> _To be done_
Your task is to retype each line of the data below exactly.

> _Data to process_
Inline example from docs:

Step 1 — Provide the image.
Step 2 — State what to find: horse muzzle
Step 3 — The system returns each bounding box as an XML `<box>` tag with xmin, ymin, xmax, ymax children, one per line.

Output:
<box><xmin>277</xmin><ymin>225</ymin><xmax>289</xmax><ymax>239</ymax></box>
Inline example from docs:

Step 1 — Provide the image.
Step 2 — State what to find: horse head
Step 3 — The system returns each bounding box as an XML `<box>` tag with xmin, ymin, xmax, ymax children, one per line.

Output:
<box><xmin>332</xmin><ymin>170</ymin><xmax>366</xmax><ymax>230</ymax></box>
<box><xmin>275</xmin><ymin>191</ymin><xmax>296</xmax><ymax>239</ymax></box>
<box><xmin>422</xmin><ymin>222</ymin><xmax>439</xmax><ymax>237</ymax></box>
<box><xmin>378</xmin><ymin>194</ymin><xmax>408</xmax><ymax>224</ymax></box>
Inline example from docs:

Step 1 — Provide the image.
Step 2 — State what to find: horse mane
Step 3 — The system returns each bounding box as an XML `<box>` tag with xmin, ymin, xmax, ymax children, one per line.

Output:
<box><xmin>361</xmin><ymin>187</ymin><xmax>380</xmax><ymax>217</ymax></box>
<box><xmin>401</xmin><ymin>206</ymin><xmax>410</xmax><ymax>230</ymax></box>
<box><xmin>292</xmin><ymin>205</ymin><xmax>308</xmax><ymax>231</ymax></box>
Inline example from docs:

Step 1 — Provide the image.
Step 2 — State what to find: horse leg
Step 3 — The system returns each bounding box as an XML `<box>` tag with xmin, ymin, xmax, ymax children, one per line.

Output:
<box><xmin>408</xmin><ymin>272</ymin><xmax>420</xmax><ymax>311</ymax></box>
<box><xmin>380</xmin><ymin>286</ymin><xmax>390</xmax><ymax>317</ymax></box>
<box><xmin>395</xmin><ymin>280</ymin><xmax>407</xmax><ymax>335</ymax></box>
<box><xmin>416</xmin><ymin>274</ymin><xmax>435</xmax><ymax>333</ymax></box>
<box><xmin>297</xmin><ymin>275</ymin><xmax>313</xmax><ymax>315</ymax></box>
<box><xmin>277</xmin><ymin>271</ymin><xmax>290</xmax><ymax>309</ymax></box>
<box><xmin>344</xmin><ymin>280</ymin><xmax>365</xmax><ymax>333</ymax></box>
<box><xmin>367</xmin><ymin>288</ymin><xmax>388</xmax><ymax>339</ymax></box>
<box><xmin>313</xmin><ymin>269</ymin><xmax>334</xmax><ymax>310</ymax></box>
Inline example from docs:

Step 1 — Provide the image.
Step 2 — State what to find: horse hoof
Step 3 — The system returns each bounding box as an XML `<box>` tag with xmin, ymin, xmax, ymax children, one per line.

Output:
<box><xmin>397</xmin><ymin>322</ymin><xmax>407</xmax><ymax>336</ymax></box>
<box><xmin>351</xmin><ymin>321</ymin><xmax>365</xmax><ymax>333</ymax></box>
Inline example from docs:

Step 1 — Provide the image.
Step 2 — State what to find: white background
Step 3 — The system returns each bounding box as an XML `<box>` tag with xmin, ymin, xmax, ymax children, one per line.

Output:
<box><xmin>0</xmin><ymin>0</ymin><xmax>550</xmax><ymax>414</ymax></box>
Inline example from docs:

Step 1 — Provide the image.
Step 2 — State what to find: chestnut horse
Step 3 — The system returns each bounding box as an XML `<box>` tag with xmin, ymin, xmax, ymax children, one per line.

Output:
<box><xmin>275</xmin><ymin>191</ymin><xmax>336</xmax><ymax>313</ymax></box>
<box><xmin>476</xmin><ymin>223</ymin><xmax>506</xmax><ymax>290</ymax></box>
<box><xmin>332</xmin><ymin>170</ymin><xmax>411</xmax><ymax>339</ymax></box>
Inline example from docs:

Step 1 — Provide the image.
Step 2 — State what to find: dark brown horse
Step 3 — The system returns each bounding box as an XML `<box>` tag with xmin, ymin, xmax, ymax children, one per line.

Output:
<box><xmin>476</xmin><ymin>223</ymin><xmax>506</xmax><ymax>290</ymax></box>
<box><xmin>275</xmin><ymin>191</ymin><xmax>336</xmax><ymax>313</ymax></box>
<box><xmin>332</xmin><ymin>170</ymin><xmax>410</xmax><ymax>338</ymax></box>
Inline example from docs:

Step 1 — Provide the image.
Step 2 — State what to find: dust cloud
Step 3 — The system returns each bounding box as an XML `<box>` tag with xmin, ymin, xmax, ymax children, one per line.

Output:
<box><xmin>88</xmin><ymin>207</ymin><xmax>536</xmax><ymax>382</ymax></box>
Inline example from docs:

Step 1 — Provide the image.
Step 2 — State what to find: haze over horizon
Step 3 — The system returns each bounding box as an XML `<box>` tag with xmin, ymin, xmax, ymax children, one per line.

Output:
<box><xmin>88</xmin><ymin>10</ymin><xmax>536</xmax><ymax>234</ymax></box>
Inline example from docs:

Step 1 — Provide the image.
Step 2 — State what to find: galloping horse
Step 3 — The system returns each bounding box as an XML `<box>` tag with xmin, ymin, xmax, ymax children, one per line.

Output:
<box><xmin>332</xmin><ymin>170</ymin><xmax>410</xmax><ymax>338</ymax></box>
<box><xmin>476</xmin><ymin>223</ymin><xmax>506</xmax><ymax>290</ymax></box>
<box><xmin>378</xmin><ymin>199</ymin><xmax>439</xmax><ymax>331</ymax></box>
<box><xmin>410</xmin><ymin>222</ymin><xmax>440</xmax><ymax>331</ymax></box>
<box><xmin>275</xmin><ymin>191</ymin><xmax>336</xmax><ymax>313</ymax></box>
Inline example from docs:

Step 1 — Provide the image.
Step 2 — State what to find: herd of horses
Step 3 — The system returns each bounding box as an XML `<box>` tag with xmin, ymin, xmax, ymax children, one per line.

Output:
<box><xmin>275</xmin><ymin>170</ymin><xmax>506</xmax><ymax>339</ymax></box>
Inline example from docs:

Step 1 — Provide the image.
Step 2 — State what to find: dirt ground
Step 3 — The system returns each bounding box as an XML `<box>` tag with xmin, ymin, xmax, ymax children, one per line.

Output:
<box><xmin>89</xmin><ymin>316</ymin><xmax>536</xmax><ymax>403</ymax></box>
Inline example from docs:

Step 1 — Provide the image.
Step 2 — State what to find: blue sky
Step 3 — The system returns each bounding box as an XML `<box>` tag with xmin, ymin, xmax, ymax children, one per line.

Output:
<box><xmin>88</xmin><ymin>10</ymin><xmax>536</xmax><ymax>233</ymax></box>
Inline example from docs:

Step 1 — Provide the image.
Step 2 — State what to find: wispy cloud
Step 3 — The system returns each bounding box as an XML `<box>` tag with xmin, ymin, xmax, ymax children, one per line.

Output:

> _Exercise response_
Inline example from docs:

Step 1 — Provide the image.
Step 2 — State what to find: horse muzzle
Step 3 — The system returns each bounding box as an XML `<box>` tag with xmin, ymin, xmax, ymax children, one per line.

Output:
<box><xmin>277</xmin><ymin>225</ymin><xmax>289</xmax><ymax>239</ymax></box>
Inline example from docs:

Step 1 — Provide the image.
Step 2 — State what to find: horse head
Step 3 — The system returns each bounding box as an XML `<box>` tag with xmin, ymin, xmax, ymax children, one per line.

Output:
<box><xmin>332</xmin><ymin>170</ymin><xmax>366</xmax><ymax>230</ymax></box>
<box><xmin>275</xmin><ymin>191</ymin><xmax>296</xmax><ymax>239</ymax></box>
<box><xmin>422</xmin><ymin>222</ymin><xmax>439</xmax><ymax>237</ymax></box>
<box><xmin>378</xmin><ymin>194</ymin><xmax>408</xmax><ymax>224</ymax></box>
Inline example from docs:

Step 1 — Provide the image.
Step 2 — State what to find: horse mane
Step 3 — The system returns each bounding box as an XML `<box>` tag with xmin, ymin, xmax, ymax children, one per line.

Output:
<box><xmin>361</xmin><ymin>187</ymin><xmax>380</xmax><ymax>217</ymax></box>
<box><xmin>401</xmin><ymin>206</ymin><xmax>410</xmax><ymax>230</ymax></box>
<box><xmin>292</xmin><ymin>205</ymin><xmax>308</xmax><ymax>231</ymax></box>
Inline example from docs:

Step 1 — Provide the image.
Step 2 — State what to find: horse leg
Step 3 — The system returns each bounding box as an XML `<box>` tag with xmin, ymin, xmax, ymax children, one per line.

Output:
<box><xmin>408</xmin><ymin>272</ymin><xmax>420</xmax><ymax>311</ymax></box>
<box><xmin>380</xmin><ymin>286</ymin><xmax>390</xmax><ymax>317</ymax></box>
<box><xmin>395</xmin><ymin>280</ymin><xmax>407</xmax><ymax>335</ymax></box>
<box><xmin>416</xmin><ymin>274</ymin><xmax>435</xmax><ymax>333</ymax></box>
<box><xmin>297</xmin><ymin>275</ymin><xmax>313</xmax><ymax>315</ymax></box>
<box><xmin>277</xmin><ymin>271</ymin><xmax>290</xmax><ymax>309</ymax></box>
<box><xmin>344</xmin><ymin>280</ymin><xmax>365</xmax><ymax>333</ymax></box>
<box><xmin>367</xmin><ymin>288</ymin><xmax>388</xmax><ymax>339</ymax></box>
<box><xmin>313</xmin><ymin>269</ymin><xmax>334</xmax><ymax>310</ymax></box>
Inline example from docs:

Step 1 — Provide the image.
Step 2 — State what to find: horse hoof
Step 3 — The system returns each bounding box as an XML `<box>` tag with xmin, ymin, xmax, ymax children, one per line.

Output:
<box><xmin>397</xmin><ymin>322</ymin><xmax>407</xmax><ymax>336</ymax></box>
<box><xmin>351</xmin><ymin>321</ymin><xmax>365</xmax><ymax>333</ymax></box>
Inline example from docs:

Step 1 — Provide the image.
Step 2 — State what to find: white background
Step 3 — The system returns each bounding box as an XML `<box>` tag with xmin, ymin, xmax, ymax children, one per line.

Output:
<box><xmin>0</xmin><ymin>0</ymin><xmax>550</xmax><ymax>414</ymax></box>
Inline example from docs:

Step 1 — Provide the image.
Step 2 — State what to find: chestnut horse
Step 3 — The system returns each bounding box as an XML `<box>` tag with xmin, ymin, xmax, ymax children, one per line.

Output:
<box><xmin>275</xmin><ymin>191</ymin><xmax>336</xmax><ymax>313</ymax></box>
<box><xmin>476</xmin><ymin>223</ymin><xmax>506</xmax><ymax>290</ymax></box>
<box><xmin>332</xmin><ymin>170</ymin><xmax>411</xmax><ymax>339</ymax></box>
Inline example from docs:

Step 1 — Provide the image.
Step 2 — State what to find: dark brown horse
Step 3 — The system returns each bounding box as an XML `<box>` tag with xmin, ymin, xmax, ymax children, one per line.

Output:
<box><xmin>476</xmin><ymin>223</ymin><xmax>506</xmax><ymax>290</ymax></box>
<box><xmin>275</xmin><ymin>191</ymin><xmax>336</xmax><ymax>313</ymax></box>
<box><xmin>332</xmin><ymin>170</ymin><xmax>410</xmax><ymax>338</ymax></box>
Inline example from docs:

Step 1 — Provide the image.
Step 2 — State what to find: dust cloud
Step 3 — The system returns each bounding box as an XML `<box>` tag with xmin, ymin, xmax, ymax children, one per line.

Output:
<box><xmin>88</xmin><ymin>207</ymin><xmax>536</xmax><ymax>382</ymax></box>
Inline example from docs:

Step 1 — Provide the image.
Step 2 — State what to find: haze over horizon
Step 3 — The system returns each bounding box as an XML `<box>` tag with xmin, ymin, xmax, ymax children, one per line.

Output:
<box><xmin>88</xmin><ymin>10</ymin><xmax>536</xmax><ymax>234</ymax></box>
Inline example from docs:

Step 1 — Provide the image.
Step 2 — State what to find: galloping horse
Step 3 — The system returns each bounding box as an XML `<box>` tag with xmin, ymin, xmax, ymax children, one per line.

Output:
<box><xmin>332</xmin><ymin>170</ymin><xmax>410</xmax><ymax>338</ymax></box>
<box><xmin>476</xmin><ymin>223</ymin><xmax>506</xmax><ymax>290</ymax></box>
<box><xmin>378</xmin><ymin>199</ymin><xmax>439</xmax><ymax>331</ymax></box>
<box><xmin>410</xmin><ymin>222</ymin><xmax>440</xmax><ymax>331</ymax></box>
<box><xmin>275</xmin><ymin>191</ymin><xmax>336</xmax><ymax>313</ymax></box>
Inline example from docs:

Step 1 — Provide the image.
Step 2 — State what to find: herd of horses
Step 3 — The system returns each bounding box as an XML `<box>` tag with xmin, ymin, xmax, ymax children, one per line.

Output:
<box><xmin>275</xmin><ymin>170</ymin><xmax>506</xmax><ymax>339</ymax></box>
Inline example from docs:

Step 1 — Provide the image.
Step 2 — State what to find: dirt ground
Step 3 — The system returns each bounding box as an XML `<box>` tag with xmin, ymin, xmax, ymax children, one per line.

Output:
<box><xmin>89</xmin><ymin>316</ymin><xmax>536</xmax><ymax>403</ymax></box>
Inline example from docs:

Step 1 — Provide the image.
Step 2 — State what to find: blue sky
Step 3 — The system returns each bounding box as an XML `<box>` tag with xmin, ymin, xmax, ymax children, one per line.

Output:
<box><xmin>88</xmin><ymin>10</ymin><xmax>536</xmax><ymax>233</ymax></box>
Inline example from docs:

Step 1 — Provide the image.
Step 2 — State what to find: wispy cloud
Step 3 — The system returns each bounding box as an XML `<box>` tag with xmin, ymin, xmax, ymax children, one per line.

Output:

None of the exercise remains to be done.